Exercise directions — Update the data below by replacing each occurrence of "a point for each instance, one per line" with "one point per instance, each on its own line", leaving every other line unchanged. Omit the pictures from your output.

Data to process —
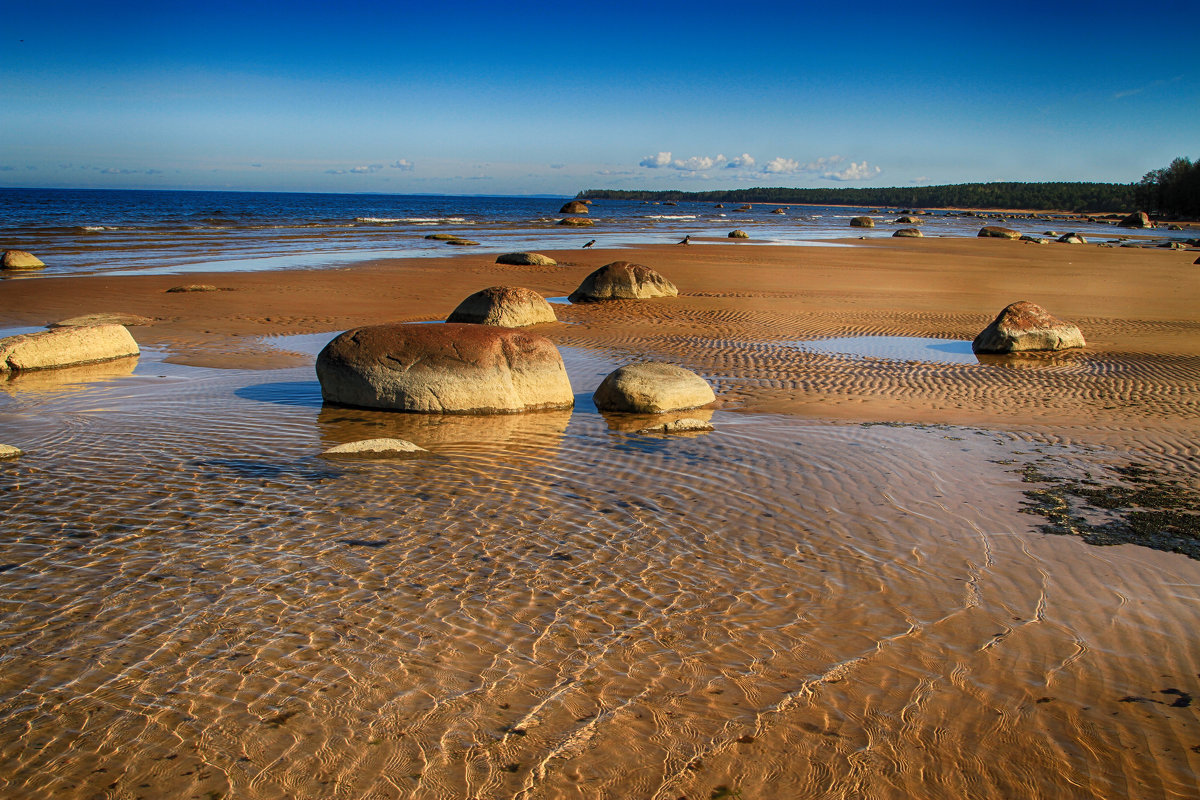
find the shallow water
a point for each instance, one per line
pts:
(196, 603)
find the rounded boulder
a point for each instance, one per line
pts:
(623, 281)
(652, 388)
(451, 368)
(1024, 326)
(505, 307)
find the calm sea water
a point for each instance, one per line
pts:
(102, 230)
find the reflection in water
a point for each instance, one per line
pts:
(196, 603)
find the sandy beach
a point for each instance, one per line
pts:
(839, 593)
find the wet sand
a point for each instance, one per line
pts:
(802, 603)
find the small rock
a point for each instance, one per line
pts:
(375, 449)
(526, 259)
(18, 259)
(652, 388)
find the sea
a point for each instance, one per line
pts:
(85, 232)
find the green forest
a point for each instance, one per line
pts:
(1171, 191)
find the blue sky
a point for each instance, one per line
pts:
(558, 97)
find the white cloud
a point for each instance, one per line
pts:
(654, 162)
(856, 172)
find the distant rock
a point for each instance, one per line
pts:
(375, 449)
(683, 425)
(652, 388)
(193, 287)
(996, 232)
(451, 368)
(526, 259)
(1024, 326)
(1137, 220)
(114, 318)
(18, 259)
(504, 306)
(623, 281)
(66, 347)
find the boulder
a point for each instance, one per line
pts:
(65, 347)
(375, 449)
(526, 259)
(623, 281)
(996, 232)
(652, 388)
(1137, 220)
(505, 307)
(1026, 326)
(18, 259)
(453, 368)
(113, 318)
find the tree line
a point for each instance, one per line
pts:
(1038, 197)
(1171, 191)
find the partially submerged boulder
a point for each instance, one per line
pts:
(623, 281)
(112, 318)
(996, 232)
(375, 449)
(19, 259)
(526, 259)
(504, 306)
(1024, 326)
(652, 388)
(65, 347)
(1137, 220)
(453, 368)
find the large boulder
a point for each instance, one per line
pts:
(526, 259)
(1027, 326)
(652, 388)
(18, 259)
(996, 232)
(623, 281)
(453, 368)
(504, 306)
(66, 347)
(1137, 220)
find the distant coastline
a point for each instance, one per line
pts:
(1080, 197)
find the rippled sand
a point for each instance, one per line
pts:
(195, 603)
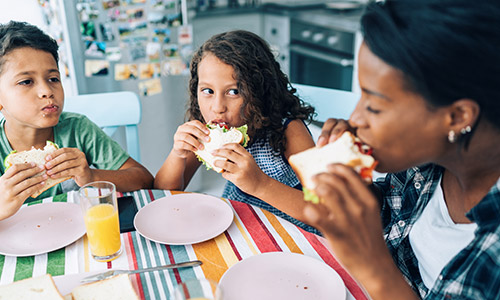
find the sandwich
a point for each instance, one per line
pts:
(39, 287)
(347, 150)
(36, 156)
(118, 287)
(220, 134)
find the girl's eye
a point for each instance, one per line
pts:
(207, 91)
(233, 92)
(26, 82)
(373, 111)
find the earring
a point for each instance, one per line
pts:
(451, 136)
(466, 129)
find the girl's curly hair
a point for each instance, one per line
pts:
(268, 95)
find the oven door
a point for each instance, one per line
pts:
(322, 68)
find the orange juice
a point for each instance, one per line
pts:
(103, 229)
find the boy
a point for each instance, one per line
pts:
(31, 101)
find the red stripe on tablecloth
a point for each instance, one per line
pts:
(233, 246)
(327, 256)
(172, 261)
(260, 234)
(132, 261)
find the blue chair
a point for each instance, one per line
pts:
(111, 111)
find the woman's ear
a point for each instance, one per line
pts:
(463, 113)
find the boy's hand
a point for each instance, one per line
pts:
(187, 138)
(69, 162)
(16, 185)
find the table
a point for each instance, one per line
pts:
(253, 231)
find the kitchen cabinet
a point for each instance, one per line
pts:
(207, 25)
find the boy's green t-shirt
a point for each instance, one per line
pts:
(76, 131)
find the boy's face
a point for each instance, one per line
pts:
(31, 92)
(218, 95)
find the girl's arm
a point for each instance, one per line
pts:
(176, 172)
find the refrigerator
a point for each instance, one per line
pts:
(142, 46)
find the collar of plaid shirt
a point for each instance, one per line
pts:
(475, 272)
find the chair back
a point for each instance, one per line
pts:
(329, 103)
(111, 111)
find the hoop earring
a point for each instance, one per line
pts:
(466, 129)
(451, 136)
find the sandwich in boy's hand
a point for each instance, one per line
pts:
(36, 156)
(221, 134)
(347, 150)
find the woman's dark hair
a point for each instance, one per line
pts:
(14, 35)
(446, 49)
(267, 93)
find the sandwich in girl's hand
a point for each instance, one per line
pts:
(220, 134)
(36, 156)
(347, 150)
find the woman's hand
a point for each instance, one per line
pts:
(16, 185)
(332, 130)
(239, 167)
(187, 138)
(69, 162)
(349, 217)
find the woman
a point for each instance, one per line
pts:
(429, 72)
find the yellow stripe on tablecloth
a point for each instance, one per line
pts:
(214, 264)
(86, 252)
(285, 236)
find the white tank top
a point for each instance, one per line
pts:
(436, 239)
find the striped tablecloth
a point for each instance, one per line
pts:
(253, 231)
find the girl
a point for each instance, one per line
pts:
(235, 79)
(429, 73)
(31, 101)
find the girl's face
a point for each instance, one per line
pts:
(31, 92)
(403, 130)
(218, 95)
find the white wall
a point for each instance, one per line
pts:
(21, 10)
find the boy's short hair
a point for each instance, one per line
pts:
(14, 35)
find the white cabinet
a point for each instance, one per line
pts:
(205, 27)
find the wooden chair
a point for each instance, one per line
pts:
(111, 111)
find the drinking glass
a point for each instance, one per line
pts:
(197, 289)
(100, 213)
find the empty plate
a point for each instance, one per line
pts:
(279, 275)
(184, 219)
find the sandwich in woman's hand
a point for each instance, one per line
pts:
(36, 156)
(220, 134)
(347, 150)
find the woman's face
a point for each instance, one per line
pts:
(397, 123)
(218, 95)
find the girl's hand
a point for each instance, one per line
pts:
(350, 219)
(16, 185)
(187, 138)
(239, 167)
(69, 162)
(332, 130)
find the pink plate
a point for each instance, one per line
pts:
(279, 275)
(41, 228)
(183, 219)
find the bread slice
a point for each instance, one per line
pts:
(347, 149)
(117, 287)
(220, 135)
(38, 157)
(39, 287)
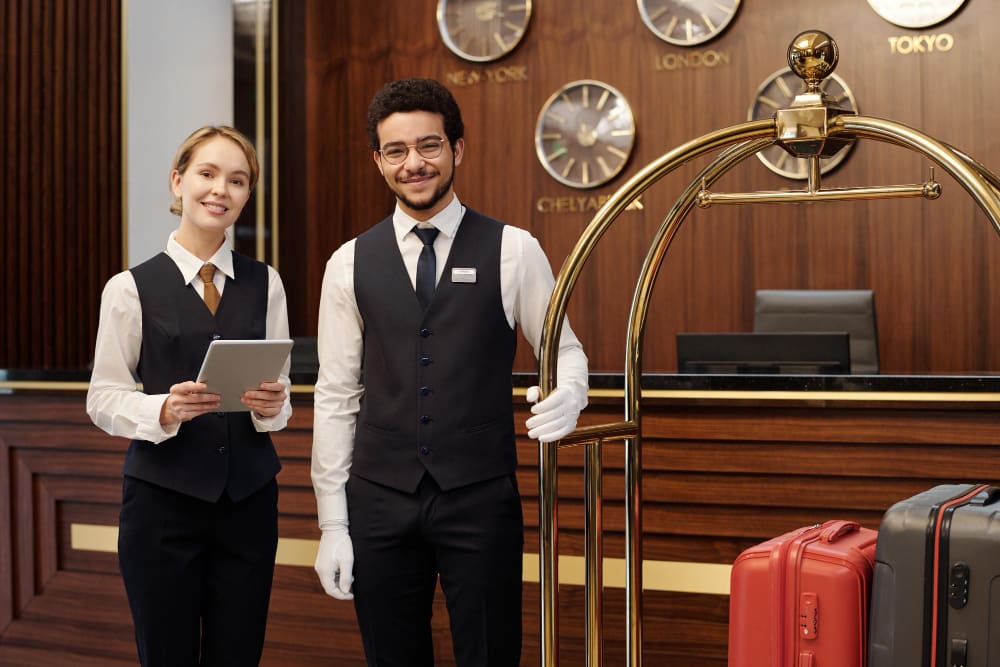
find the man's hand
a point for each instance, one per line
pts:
(335, 562)
(554, 417)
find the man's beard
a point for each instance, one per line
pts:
(433, 200)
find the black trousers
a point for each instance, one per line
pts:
(472, 537)
(197, 574)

The completed task —
find the shallow water
one point per instance, each on its own line
pts:
(196, 603)
find the rounded boulder
one point per instance, each on its own line
pts:
(623, 281)
(652, 388)
(451, 368)
(1024, 326)
(505, 307)
find the calm sea water
one point per instance, each on its own line
pts:
(102, 230)
find the reflection in water
one point per instance, each on its own line
pts:
(196, 603)
find the sandy beach
one point per instance, each on its own line
pts:
(839, 593)
find the wet sand
one point per instance, each on its own line
pts:
(802, 603)
find the small rock
one point per instance, each on its own line
pts:
(375, 449)
(526, 259)
(18, 259)
(652, 388)
find the sea
one point per instance, each on its own line
pts:
(85, 232)
find the green forest
one point per instance, each on its own line
pts:
(1171, 191)
find the blue sky
one point per instance, each on its own line
pts:
(558, 97)
find the white cloud
one point per instance, each on its own line
pts:
(654, 162)
(856, 172)
find the distant rock
one point per instance, each on its own line
pts:
(375, 449)
(683, 425)
(652, 388)
(193, 287)
(996, 232)
(451, 368)
(526, 259)
(1024, 326)
(1137, 220)
(114, 318)
(18, 259)
(504, 306)
(623, 281)
(66, 347)
find the boulder
one point per instance, each on its own line
pts:
(65, 347)
(375, 449)
(526, 259)
(623, 281)
(996, 232)
(652, 388)
(1137, 220)
(505, 307)
(1026, 326)
(18, 259)
(453, 368)
(113, 318)
find the tree line
one point per instance, each on its own line
pts:
(1038, 197)
(1171, 191)
find the partially submerged boulder
one point per instance, each on its own line
pts:
(623, 281)
(112, 318)
(996, 232)
(375, 449)
(19, 259)
(526, 259)
(504, 306)
(1024, 326)
(652, 388)
(65, 347)
(1137, 220)
(453, 368)
find the large boulder
one point per instance, each on its own line
pts:
(526, 259)
(1027, 326)
(652, 388)
(18, 259)
(996, 232)
(623, 281)
(453, 368)
(504, 306)
(66, 347)
(1137, 220)
find the distant coastline
one point per instance, each on its own line
pts:
(1080, 197)
find the rippled sand
one point per instance, each on its own line
pts:
(195, 603)
find the sandwich
one point per instance, each on its own line
pts:
(39, 287)
(347, 150)
(36, 156)
(118, 287)
(220, 134)
find the girl's eye
one point per instance, each on its own line
pts:
(207, 91)
(233, 92)
(26, 82)
(373, 111)
find the earring
one point per instance, each on its own line
pts:
(451, 136)
(466, 129)
find the girl's curly hair
one point per instance, each on its own line
pts:
(268, 95)
find the oven door
one point per instance, each on its own line
pts:
(322, 68)
find the orange juice
one point per instance, each on its own line
pts:
(103, 229)
find the boy
one point per instance, each on its own line
pts:
(31, 101)
find the red stripe on tablecloth
one point per instance, each on its own line
pts:
(233, 246)
(327, 256)
(172, 261)
(260, 234)
(132, 261)
find the blue chair
one point per instance, each on its own line
pts:
(111, 111)
find the woman's ear
one point per instance, each on its own line
pts:
(463, 113)
find the boy's hand
one point per instance, each on its own line
pts:
(187, 138)
(69, 162)
(16, 185)
find the table
one point per instance, each on its own line
pts:
(253, 231)
find the kitchen cabinet
one point per instance, each on its own line
pts:
(207, 25)
find the boy's green t-shirt
one point per instance, each on its own line
pts:
(76, 131)
find the boy's face
one point per instance, each on its own line
pts:
(31, 92)
(218, 95)
find the girl's arm
one point per instance, each on its own line
pts:
(176, 172)
find the refrigerator
one point per instance, each on its own line
pts:
(142, 46)
find the collar of plaid shirt
one point per instance, each on its own line
pts:
(475, 272)
find the chair back
one point per instance, each on its own line
pts:
(329, 103)
(111, 111)
find the hoop earring
one point per instance, each on its own line
pts:
(466, 129)
(451, 136)
find the sandwich in boy's hand
one point per instance, each on its own line
pts:
(36, 156)
(221, 134)
(347, 150)
find the woman's dark hair
one point per instance, each on its own line
pts:
(14, 35)
(446, 49)
(267, 93)
find the sandwich in girl's hand
one point per instance, each on its own line
pts:
(220, 134)
(36, 156)
(347, 150)
find the woman's hand
one point per instance, each on its own line
pts:
(16, 185)
(332, 130)
(239, 167)
(187, 138)
(69, 162)
(349, 217)
find the woman
one point per instance, each on its own line
pts:
(429, 72)
find the yellow stripe on tablecloth
one point per instance, each on its own line
pts:
(214, 264)
(86, 252)
(285, 236)
find the white tank top
one point per instance, each on its own line
pts:
(436, 239)
find the striped tablecloth
one point per instance, each on its own line
pts:
(253, 231)
find the girl
one point per instance, each on its own line
pts:
(235, 79)
(429, 73)
(31, 101)
find the girl's face
one point per instance, each on its own line
pts:
(31, 92)
(403, 130)
(218, 95)
find the white wall
one point per instance, each on its own line
pts:
(21, 10)
find the boy's short hair
one point per instance, each on its own line
pts:
(14, 35)
find the white cabinet
one point per instance, each on its own line
pts:
(205, 27)
find the wooden chair
one point per instance, each on its own line
pts:
(111, 111)
find the drinking glass
one point per instance, each on its own line
pts:
(197, 289)
(100, 213)
find the empty plate
one point per instance, each on its own line
pts:
(279, 275)
(184, 219)
find the sandwich in woman's hand
one point per instance, each on its own line
pts:
(36, 156)
(220, 134)
(347, 150)
find the woman's face
one point per instance, each on its own line
pts:
(397, 123)
(218, 95)
find the girl's hand
one point per instance, each on its own line
pts:
(350, 219)
(16, 185)
(187, 138)
(239, 167)
(69, 162)
(332, 130)
find the pink plate
one point per instance, each on its own line
pts:
(279, 275)
(41, 228)
(183, 219)
find the bread slice
one point per instance, each on its own line
pts:
(347, 149)
(117, 287)
(220, 135)
(38, 157)
(39, 287)
find the man's hand
one point per instance, each on its own line
pts:
(335, 562)
(554, 417)
find the man's beard
one point per instance, each on its own line
pts:
(433, 200)
find the black trousers
one point per instance, each on its own line
pts:
(472, 537)
(197, 574)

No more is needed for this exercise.